• **DIRECTIVES**
(1) Translate this sentence from the post on the yeast debate into Spanish: "Rivers of words have been written in praise of both."
(2) Rewrite the post on the yeast debate starting at "In case you" and ending at "smoke and mirrors.", replacing "indigenous" with "native" throughout.

• **PAGE EXCERPT**
============================================================
@Bele_Casel on the indigenous vs. cultured yeast debate cc @marilenabarbera‎

calice prosecco colfondo

prosecco bubbles correct glass

For a long time now — too much time — we’ve debated whether cultured or indigenous yeasts are better. And we haven’t come up with a defnitive answer.

Rivers of words have been written in praise of both. But no one ever remembers that every wine is unique and that every grape grower produces wines that represent a personal expression.

In case you don’t know what cultured and indigenous yeasts are: indigenous yeasts are those which are found on the skins of the grapes (not in great quantities); they are also found on the surfaces of the pumps, vats, and walls of the cellar (in great quantities); cultured yeasts are indigenous yeasts that have been isolated, chosen for certain characteristics, and then duplicated.

Our friend, winemaker Marilena Barbera, recently made an interesting observation that I’d like to share with you. I agree completely with what she wrote:

      The point isn’t which is the best but rather

which is better for your wines

      . When I began to experiment [with indigenous yeasts], I found that my wines changed greatly. And I discovered that I liked them even more. And this, I believe, is the most important thing. The rest, as the wise man once said, is all smoke and mirrors.
============================================================
• **INFORMATION SUPPLIED**
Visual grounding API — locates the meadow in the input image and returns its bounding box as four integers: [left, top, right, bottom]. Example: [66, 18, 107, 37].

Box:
============================================================
• **WRITTEN ANSWERS**
(1) Se han escrito ríos de palabras en alabanza de ambas.

(2)
In case you don’t know what cultured and native yeasts are: native yeasts are those which are found on the skins of the grapes (not in great quantities); they are also found on the surfaces of the pumps, vats, and walls of the cellar (in great quantities); cultured yeasts are native yeasts that have been isolated, chosen for certain characteristics, and then duplicated.

Our friend, winemaker Marilena Barbera, recently made an interesting observation that I’d like to share with you. I agree completely with what she wrote:

      The point isn’t which is the best but rather

which is better for your wines

      . When I began to experiment [with native yeasts], I found that my wines changed greatly. And I discovered that I liked them even more. And this, I believe, is the most important thing. The rest, as the wise man once said, is all smoke and mirrors.